ФРАГМЕНТ ТЕКСТА ▸
((

26 апреля.
Погода ото дня на день лучше. Москва славится своими великолепными веснами. В отличие от Петербурга, город вообще считается здоровым и не подверженным эпидемиям. Вчера во второй половине дня состоялась первая официальная встреча с русскими властями в комиссариате по делам о военнопленных и демобилизации во дворце князя Щербатова на Новинском бульваре. Первое интересное знакомство с итогами переворота, когда не перестраивается уже существующее, а хотят все создать заново и обойтись при этом по возможности без чиновников старой школы. Никто ничего не знает. Нас направляют от одного служащего к другому. Повсюду множество чиновнического люда, в большинстве своем - молодежь, проводящая время в разговорах и бездеятельности. Везде толчея - рабочие, солдаты, просители разного рода.
Наша первая беседа с уполномоченными комиссарами прошла гладко и оставила впечатление, что, по крайней мере внешне, они проявляют добрую волю. Даже при всех наших наилучших намерениях, которыми мы хотели бы руководствоваться в ожидании встречных доказательств таких же намерений, неопытный и недисциплинированный управленческий аппарат будет довольно часто буксовать, и нам предстоит преодолеть действительно серьезные трудности.
Я хотел бы коротко обрисовать нашу ситуацию, чтобы была понятна предстоящая работа в смешанной комиссии по делам о военнопленных, которой предстоит продолжить начатые в Петербурге во время перемирия переговоры в соответствии со ст. 17, пар. 4 Дополнения к Брестскому договору, которые были прерваны в результате нового наступления. Тогда в Бресте во всех вопросах, касающихся обмена военнопленными, мы предоставили другой стороне полное равноправие. Особого права мы требовали по параграфу 1, касавшемуся допуска немецких комиссий по делам военнопленных к военнопленным на всей территории России.
С нашей стороны планировалось обойти молчанием одно ограничение, которое диктовалось нашей ситуацией и которое мы хотели бы включить соответствующим образом в договор. Этого требовал и Геннинг - представитель военного министерства в Бресте. Однако после подписания договора этот вопрос был положен под сукно министерством иностранных дел. Речь идет об освобождении полутора миллионов русских военнопленных, крайне необходимых Германии в качестве рабочей силы, до заключения всеобщего мира. Поскольку Россия 3 марта в Бресте поставила свою подпись без каких-либо дебатов, чтобы только остановить наше наступление, было бы проще всего внести этот вопрос в Дополнительный договор в нашей трактовке. Учитывая отношение России к ее бывшим союзникам, требовалась, конечно, такая формулировка, которая исключала бы подозрение или, по крайней мере, возможность официального упрека за нарушение нейтралитета. Отсутствие у нас технической возможности одновременно обменять с Россией в пятнадцать раз большее число военнопленных в момент, когда мы вели тяжелые бои на западном фронте, толкало нас на самый легкий путь, а именно - гарантировать противной стороне как можно более скорое возвращение всех военнопленных, но предварительно закрепить принцип обмена "транспорт на транспорт".

))

ЗАДАНИЕ A ▸
Где, согласно фрагменту, состоялась первая официальная встреча с русскими властями?
Записи, приведенные далее, с фрагментом никак не связаны.

ИСХОДНЫЕ ДАННЫЕ ▸
((

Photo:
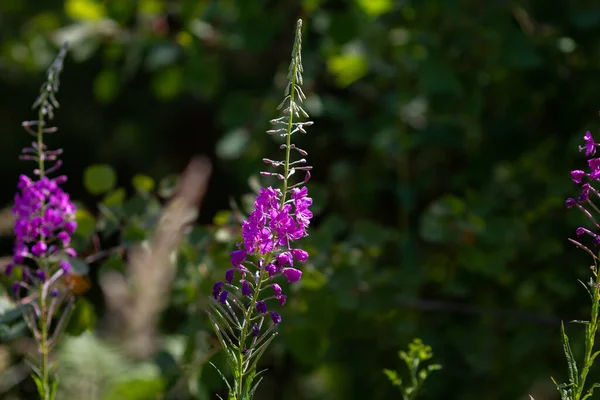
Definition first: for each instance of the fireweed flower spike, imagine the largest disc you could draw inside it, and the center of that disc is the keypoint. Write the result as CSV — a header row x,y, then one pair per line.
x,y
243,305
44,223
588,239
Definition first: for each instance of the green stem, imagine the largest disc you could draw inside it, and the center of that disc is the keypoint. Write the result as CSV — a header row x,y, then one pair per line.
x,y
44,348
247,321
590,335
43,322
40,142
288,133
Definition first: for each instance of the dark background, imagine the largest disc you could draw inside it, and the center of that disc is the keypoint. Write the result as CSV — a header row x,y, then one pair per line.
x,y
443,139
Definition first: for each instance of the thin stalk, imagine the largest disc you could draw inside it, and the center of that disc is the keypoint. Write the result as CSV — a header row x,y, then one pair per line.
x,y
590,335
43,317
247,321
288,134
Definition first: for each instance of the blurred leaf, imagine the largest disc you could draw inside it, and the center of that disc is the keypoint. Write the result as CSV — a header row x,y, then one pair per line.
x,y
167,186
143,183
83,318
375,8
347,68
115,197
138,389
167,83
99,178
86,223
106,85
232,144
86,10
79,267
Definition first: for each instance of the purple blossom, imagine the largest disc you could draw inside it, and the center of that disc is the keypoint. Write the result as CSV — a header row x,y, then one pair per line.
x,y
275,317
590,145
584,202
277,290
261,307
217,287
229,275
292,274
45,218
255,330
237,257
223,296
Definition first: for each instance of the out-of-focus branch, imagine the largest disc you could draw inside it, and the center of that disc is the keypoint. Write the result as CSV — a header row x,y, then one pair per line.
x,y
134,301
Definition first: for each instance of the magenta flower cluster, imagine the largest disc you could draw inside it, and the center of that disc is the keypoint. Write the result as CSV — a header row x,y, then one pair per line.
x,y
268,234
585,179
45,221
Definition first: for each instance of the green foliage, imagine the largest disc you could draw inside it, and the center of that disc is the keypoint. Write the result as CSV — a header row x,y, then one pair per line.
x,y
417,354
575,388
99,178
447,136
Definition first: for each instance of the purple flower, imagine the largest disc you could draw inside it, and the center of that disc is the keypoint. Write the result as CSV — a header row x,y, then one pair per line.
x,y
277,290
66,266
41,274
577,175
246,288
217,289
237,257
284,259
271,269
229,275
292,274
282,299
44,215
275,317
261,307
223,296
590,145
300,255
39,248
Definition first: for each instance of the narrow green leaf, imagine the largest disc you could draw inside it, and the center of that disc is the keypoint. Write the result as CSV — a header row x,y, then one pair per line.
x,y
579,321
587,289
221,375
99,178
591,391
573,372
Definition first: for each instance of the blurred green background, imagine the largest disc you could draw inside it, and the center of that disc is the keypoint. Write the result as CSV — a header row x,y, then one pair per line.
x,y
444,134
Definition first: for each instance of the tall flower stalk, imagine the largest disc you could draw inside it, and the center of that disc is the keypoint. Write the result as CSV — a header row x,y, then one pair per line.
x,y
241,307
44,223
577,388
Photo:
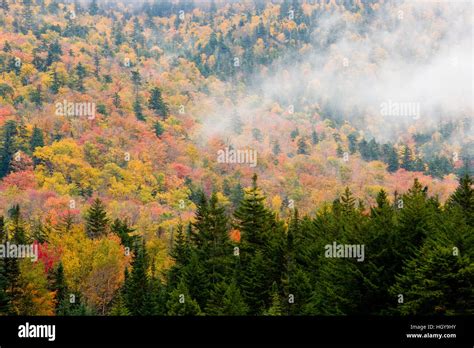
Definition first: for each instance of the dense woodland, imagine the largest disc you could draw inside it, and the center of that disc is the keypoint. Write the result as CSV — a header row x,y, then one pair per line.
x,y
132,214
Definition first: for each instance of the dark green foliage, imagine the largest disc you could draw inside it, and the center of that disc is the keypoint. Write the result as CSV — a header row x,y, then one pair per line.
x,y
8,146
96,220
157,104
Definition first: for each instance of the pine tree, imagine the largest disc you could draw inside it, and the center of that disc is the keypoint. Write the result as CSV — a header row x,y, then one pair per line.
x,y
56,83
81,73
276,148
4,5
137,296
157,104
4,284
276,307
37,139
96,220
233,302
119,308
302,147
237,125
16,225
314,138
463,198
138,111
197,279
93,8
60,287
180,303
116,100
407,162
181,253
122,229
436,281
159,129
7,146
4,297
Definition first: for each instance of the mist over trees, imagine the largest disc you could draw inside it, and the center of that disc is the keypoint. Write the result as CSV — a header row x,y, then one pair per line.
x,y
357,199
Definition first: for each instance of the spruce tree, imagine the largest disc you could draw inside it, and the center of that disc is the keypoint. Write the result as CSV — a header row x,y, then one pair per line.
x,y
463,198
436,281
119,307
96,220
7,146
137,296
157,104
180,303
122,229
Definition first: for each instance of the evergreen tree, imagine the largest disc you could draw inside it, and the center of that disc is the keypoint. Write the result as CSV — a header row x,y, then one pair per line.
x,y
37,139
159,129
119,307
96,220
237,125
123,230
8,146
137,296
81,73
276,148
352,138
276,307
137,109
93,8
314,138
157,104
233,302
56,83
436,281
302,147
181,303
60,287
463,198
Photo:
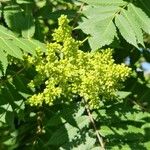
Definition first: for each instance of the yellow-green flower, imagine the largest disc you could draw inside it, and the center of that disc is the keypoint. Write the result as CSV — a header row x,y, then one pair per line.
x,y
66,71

))

ЗАДАНИЕ B ▸
Соберите из записей все строки, содержащие слово «leaf».

ПРАВИЛЬНЫЙ РЕЗУЛЬТАТ A ▸
В комиссариате по делам о военнопленных и демобилизации во дворце князя Щербатова на Новинском бульваре.

ПРАВИЛЬНЫЙ РЕЗУЛЬТАТ B ▸
Definition first: for each instance of the blurred leaf, imagine the largest disc you could draw inside it, and the center of that disc is the keypoint. Write the result as CSV — a header row x,y, then one pair per line.
Definition first: for each instance of the narrow green leaf, imagine the largest disc you could draw inside it, and the center of that disc is the keypoint. Write the result as CSV — a header row x,y, then one pair per line.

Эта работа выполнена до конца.